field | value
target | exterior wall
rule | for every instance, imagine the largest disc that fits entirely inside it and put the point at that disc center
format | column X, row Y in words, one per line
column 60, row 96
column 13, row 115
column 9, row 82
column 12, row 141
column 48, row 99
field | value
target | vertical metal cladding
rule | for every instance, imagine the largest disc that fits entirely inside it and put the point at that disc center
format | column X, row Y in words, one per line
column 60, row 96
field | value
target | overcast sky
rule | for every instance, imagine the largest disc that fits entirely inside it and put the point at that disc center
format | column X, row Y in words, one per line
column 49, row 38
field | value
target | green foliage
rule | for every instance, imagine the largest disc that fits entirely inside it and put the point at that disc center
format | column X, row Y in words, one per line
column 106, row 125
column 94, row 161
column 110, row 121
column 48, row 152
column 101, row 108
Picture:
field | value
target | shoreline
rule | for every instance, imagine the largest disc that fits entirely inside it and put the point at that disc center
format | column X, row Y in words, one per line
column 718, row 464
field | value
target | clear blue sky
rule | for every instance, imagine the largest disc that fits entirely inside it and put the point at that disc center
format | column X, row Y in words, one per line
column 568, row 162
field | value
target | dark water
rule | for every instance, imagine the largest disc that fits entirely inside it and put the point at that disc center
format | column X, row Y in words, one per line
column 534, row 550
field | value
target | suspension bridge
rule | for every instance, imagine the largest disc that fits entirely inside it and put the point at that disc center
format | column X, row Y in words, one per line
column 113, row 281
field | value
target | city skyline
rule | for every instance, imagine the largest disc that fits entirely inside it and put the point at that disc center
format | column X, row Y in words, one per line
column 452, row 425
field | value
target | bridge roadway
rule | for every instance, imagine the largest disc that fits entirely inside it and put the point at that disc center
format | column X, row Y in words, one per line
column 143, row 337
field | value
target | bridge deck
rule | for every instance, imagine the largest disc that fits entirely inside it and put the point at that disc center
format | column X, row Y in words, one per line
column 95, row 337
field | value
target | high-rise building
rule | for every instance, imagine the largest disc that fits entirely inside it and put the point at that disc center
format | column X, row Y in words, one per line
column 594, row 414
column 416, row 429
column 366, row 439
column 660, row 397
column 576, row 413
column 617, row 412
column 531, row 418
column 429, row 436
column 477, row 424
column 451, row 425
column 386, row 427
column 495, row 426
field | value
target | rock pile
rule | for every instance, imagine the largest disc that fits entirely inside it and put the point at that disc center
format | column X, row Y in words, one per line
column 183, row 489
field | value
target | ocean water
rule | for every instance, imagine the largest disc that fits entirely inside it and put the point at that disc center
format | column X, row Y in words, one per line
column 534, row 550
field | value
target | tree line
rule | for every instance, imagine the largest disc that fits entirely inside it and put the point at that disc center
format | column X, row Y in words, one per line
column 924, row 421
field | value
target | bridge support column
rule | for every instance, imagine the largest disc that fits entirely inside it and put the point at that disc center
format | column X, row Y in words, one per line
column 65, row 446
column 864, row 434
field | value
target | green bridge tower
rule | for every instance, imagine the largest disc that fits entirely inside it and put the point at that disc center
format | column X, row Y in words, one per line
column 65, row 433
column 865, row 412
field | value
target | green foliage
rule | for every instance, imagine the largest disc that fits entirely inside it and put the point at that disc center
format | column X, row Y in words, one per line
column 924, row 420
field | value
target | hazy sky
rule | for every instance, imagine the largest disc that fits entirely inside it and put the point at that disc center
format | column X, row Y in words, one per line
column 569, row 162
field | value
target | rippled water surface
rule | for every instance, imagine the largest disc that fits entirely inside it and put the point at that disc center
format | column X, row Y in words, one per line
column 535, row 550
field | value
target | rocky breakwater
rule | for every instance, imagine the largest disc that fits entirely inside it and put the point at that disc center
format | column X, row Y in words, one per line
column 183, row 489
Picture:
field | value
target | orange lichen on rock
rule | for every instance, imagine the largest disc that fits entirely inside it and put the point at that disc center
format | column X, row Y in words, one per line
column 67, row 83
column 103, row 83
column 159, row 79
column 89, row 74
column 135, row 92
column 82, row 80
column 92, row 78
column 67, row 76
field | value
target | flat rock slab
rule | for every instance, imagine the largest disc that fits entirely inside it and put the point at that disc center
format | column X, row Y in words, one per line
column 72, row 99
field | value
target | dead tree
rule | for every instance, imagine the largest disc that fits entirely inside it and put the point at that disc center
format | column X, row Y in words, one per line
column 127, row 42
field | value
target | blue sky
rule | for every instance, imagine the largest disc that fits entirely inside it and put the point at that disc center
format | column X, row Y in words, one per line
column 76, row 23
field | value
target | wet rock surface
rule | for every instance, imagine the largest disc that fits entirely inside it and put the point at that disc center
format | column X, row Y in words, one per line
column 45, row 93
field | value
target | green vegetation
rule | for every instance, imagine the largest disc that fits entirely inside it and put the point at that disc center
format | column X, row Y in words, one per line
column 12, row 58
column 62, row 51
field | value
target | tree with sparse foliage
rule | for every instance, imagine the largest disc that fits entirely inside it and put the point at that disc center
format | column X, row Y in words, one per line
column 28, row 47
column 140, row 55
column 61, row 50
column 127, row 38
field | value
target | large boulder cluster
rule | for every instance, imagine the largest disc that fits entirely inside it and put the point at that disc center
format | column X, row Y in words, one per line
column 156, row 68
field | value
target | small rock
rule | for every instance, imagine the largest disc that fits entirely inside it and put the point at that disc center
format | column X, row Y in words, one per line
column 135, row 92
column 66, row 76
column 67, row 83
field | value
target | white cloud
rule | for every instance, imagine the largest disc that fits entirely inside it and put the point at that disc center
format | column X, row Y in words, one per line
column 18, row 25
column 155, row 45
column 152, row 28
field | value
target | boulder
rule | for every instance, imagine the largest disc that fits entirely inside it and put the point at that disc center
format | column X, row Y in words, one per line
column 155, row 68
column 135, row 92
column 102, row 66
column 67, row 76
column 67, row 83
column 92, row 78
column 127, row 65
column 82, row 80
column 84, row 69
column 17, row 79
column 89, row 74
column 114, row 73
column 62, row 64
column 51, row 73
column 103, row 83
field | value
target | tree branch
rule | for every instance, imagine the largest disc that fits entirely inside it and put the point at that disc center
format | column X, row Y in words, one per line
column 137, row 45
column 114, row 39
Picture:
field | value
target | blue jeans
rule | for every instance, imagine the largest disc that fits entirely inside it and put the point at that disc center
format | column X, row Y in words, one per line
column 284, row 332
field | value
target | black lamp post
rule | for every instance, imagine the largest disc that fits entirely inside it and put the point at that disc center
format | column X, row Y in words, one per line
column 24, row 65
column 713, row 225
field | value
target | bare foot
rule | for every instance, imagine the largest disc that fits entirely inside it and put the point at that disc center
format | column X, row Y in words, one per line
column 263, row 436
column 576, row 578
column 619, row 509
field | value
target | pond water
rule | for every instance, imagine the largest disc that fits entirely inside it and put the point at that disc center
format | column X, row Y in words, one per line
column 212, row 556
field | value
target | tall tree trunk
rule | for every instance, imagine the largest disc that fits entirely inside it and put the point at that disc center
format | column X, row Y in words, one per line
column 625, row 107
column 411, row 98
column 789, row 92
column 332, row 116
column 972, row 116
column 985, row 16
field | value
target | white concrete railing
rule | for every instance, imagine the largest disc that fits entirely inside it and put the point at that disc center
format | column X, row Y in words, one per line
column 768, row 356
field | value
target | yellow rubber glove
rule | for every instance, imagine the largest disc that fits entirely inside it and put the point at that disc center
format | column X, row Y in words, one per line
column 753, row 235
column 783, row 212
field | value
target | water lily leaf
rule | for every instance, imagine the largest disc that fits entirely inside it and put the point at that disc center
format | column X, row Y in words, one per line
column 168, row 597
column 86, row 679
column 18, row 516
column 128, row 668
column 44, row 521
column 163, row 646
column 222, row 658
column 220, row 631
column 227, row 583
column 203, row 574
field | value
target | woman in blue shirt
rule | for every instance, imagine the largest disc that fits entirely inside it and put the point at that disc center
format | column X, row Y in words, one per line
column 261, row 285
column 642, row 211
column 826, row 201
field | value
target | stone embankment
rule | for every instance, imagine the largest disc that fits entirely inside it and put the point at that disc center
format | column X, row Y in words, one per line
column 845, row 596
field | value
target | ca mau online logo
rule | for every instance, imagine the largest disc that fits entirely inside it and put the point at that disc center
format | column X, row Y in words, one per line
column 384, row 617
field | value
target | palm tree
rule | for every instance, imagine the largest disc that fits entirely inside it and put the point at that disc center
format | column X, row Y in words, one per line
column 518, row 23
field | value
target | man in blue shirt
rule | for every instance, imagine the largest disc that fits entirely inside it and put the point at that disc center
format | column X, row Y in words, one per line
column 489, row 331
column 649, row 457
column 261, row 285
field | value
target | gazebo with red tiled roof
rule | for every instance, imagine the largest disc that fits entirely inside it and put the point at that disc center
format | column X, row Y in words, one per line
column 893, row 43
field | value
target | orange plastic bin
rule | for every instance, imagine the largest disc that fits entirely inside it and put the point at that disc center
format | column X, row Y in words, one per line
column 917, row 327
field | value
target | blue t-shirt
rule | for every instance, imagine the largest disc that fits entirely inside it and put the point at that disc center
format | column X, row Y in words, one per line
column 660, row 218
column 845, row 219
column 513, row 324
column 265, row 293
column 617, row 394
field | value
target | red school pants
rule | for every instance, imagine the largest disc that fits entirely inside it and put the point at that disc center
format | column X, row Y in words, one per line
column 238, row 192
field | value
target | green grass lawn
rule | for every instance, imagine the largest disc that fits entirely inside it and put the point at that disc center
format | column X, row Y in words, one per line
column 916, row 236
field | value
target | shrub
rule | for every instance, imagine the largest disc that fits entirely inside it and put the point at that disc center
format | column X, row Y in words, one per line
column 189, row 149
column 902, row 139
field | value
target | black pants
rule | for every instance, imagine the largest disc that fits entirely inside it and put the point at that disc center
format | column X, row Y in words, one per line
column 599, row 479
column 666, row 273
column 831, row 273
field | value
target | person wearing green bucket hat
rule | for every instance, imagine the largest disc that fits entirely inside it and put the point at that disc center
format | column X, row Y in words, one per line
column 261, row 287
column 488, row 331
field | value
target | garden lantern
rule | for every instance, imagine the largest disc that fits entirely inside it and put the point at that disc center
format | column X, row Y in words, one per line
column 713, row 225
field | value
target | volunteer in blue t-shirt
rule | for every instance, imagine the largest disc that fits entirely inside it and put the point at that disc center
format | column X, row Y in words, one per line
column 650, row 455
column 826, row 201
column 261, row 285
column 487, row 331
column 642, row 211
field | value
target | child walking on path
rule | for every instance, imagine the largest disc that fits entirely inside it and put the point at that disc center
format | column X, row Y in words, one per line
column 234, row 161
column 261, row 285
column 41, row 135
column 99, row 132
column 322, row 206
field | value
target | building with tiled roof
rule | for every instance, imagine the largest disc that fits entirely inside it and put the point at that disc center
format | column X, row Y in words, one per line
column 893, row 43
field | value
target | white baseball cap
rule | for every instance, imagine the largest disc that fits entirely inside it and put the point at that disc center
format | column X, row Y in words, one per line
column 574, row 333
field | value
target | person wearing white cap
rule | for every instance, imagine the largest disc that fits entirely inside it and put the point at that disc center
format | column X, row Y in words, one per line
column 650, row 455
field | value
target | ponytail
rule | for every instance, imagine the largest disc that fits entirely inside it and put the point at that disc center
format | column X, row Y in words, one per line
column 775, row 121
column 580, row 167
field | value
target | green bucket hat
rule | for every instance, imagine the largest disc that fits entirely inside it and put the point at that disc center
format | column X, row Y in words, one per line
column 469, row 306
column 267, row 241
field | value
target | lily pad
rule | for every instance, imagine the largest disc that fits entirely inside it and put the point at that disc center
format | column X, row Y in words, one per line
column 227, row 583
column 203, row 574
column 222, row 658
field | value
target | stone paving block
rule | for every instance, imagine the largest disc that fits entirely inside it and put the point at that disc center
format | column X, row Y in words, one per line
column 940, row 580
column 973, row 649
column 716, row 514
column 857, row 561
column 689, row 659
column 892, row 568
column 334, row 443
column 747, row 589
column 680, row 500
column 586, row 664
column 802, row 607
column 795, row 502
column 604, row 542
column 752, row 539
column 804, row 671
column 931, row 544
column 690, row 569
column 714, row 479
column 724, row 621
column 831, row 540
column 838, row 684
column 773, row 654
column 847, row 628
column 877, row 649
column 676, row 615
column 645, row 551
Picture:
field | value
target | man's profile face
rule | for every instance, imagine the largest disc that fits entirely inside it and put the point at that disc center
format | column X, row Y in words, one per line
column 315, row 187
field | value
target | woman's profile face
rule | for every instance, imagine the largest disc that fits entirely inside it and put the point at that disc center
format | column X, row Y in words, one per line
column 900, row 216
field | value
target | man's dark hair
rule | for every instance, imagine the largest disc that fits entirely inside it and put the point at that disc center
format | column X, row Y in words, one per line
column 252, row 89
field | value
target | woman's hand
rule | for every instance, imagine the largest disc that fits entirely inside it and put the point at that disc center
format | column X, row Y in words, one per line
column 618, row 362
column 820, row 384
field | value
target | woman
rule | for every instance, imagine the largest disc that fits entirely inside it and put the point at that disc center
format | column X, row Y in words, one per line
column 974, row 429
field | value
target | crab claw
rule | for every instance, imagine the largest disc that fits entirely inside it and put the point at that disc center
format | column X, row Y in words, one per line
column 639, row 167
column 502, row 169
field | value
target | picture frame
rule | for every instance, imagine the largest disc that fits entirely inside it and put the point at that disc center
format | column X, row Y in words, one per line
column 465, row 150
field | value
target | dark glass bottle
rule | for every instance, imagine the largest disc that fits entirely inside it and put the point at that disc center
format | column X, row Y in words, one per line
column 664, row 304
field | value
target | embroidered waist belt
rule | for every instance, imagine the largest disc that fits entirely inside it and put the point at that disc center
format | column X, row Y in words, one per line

◇ ◇ ◇ ◇ ◇

WHAT IS EXPECTED: Report every line in the rows above that contains the word "stone", copying each line in full.

ANSWER FOR THE TASK:
target | stone embankment
target | stone paving block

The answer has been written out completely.